TEXT TO READ |

--- START ---

Written @ 10:02 a.m. on 2007-09-14
Sunny Day

Yesterday I had a big self-hatred day, in case you couldn't tell. I was wallowing quite nicely when B. aptly pointed out that I am exhausted. It hadn't even occurred to me.I have been staying up til 2 and 3 selling computers on the phone, and then getting up at 7 to get N. ready for school, walking back and forth from school 6 times a day. I'm working, playing at the playground, entertaining neighbor kids, cooking balanced dinners, packing lunches. scrimping and saving every cent, fighting my battles with the bunny, and trying to clean, too. Oh, yeah, and being a lover to B. And trying to do some art. It also takes considerable energy to be as pissed off as I am at my ex for suing me for full custody.

My friends have been calling, and I haven't been returning calls. I called my mom all hysterical that I didn't want to go to the memorial service, that they are going to laugh at me because I'm fat, and she said,"What the fuck do you care what they think? They've been living off other people's money their whole life and never did a good thing in the world ever. Your uncle spent a good amount of time in a mental institution, and I'm not talking about just 30 days, honey. I'm talking LONG time. Fuck them! If you told me you felt intimidated by (my favorite aunt) then I'd say, well,you are only 27, some day you will be as great as her. If they say anything mean to you, just imagine them naked. I assure you, they are FAR, FAR more insecure than you, that's why they act that way! Their greatest acheivement in life is being thin. We aren't staying over night. We are in and we are out, the less time there the better."

--- END ---

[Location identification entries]
--- START ---

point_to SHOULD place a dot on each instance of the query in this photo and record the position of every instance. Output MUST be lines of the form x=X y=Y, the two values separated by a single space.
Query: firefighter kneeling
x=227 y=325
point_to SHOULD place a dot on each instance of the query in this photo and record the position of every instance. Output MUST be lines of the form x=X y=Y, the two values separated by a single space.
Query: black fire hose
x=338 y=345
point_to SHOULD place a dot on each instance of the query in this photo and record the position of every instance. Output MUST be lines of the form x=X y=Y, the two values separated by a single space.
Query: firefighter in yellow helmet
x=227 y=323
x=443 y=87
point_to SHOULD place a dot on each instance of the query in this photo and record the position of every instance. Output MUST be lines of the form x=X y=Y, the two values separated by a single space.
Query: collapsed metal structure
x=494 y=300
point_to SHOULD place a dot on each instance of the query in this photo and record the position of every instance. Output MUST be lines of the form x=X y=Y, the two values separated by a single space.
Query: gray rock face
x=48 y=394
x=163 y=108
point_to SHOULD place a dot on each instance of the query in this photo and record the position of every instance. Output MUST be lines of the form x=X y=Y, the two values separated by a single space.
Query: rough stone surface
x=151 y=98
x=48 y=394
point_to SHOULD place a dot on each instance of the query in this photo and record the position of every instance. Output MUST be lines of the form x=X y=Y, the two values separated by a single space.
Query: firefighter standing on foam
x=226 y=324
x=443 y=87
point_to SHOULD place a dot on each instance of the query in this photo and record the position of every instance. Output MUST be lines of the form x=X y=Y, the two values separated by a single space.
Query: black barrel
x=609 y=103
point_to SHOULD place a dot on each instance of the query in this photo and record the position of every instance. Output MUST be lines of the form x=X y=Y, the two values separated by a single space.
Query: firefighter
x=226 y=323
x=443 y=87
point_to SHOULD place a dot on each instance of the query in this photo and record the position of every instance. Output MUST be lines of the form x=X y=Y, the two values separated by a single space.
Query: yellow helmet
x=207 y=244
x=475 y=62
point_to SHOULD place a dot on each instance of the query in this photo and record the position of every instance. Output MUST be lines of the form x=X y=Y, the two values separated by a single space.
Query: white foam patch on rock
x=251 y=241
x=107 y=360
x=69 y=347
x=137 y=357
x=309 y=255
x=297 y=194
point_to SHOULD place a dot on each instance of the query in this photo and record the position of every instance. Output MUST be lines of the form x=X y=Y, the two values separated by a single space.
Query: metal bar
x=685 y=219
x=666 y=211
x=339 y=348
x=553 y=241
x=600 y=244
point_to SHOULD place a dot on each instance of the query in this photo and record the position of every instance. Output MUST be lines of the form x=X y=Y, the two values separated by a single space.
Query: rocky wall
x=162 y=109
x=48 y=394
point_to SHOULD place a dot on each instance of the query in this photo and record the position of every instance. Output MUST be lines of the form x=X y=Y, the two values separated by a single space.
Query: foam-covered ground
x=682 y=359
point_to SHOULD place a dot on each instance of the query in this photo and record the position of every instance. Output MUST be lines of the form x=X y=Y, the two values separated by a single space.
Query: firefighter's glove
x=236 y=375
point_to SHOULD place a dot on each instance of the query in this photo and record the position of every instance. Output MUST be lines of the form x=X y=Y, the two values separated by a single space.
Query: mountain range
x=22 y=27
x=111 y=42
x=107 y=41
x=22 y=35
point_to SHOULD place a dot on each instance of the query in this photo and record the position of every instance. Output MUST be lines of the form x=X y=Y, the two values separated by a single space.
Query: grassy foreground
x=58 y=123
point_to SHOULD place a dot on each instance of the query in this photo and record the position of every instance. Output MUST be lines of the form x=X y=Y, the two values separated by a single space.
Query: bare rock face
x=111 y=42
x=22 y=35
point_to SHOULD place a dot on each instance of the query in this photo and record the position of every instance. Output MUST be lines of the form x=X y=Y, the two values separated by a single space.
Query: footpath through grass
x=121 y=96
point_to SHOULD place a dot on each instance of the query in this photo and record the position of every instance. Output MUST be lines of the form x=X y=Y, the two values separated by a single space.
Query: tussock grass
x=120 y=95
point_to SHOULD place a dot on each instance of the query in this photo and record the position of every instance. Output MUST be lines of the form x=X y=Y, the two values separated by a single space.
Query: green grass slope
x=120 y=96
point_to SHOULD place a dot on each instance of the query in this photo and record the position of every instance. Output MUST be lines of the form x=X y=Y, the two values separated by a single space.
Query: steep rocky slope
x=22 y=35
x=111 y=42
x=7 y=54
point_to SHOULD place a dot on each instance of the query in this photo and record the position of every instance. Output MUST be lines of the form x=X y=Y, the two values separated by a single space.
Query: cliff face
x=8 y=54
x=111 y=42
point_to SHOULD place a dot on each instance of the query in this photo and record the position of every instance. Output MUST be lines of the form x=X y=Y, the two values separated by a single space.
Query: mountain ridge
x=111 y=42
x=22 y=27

--- END ---

GIVEN INSTRUCTION A |
In the blog post, until what hours of the night has the writer been staying up selling computers on the phone?
GIVEN INSTRUCTION B |
Continue the blog post from its last sentence.
These records were drawn from a separate source unrelated to the blog post.

WRITTEN RESPONSE A |
Until 2 and 3.

WRITTEN RESPONSE B |
Ha! My mom is awesome.

I slept and slept and slept yesterday. I cried and fought in my sleep. I dreamed that I was in that pit of hands in the movie Labrynth, and everyone was tearing at me. B. came in late (or early) with a rose for me from his mother's garden. I'm starting to think that he isn't human. He is too perfect. He forgives my every flaw and praises even my tiniest acheivement. He holds me through my night terrors in our tiny single bed. His friends were ragging on him about whether he is "getting any" after being together for nearly a year and a half. We are the same as we were the first month that we met.

Yesterday, I walked to school to pick up the girls,and he ran a half a mile to catch up with me on my walk. When he caught up, he said, gasping for air,"I didn't want to wait. I want to spend every minute I have with you. I love you."

Things look better after a good night's rest, and with the support of loving people. Plus, Smash, I've been practicing your witty retort for the big day. (see yesterday's comments)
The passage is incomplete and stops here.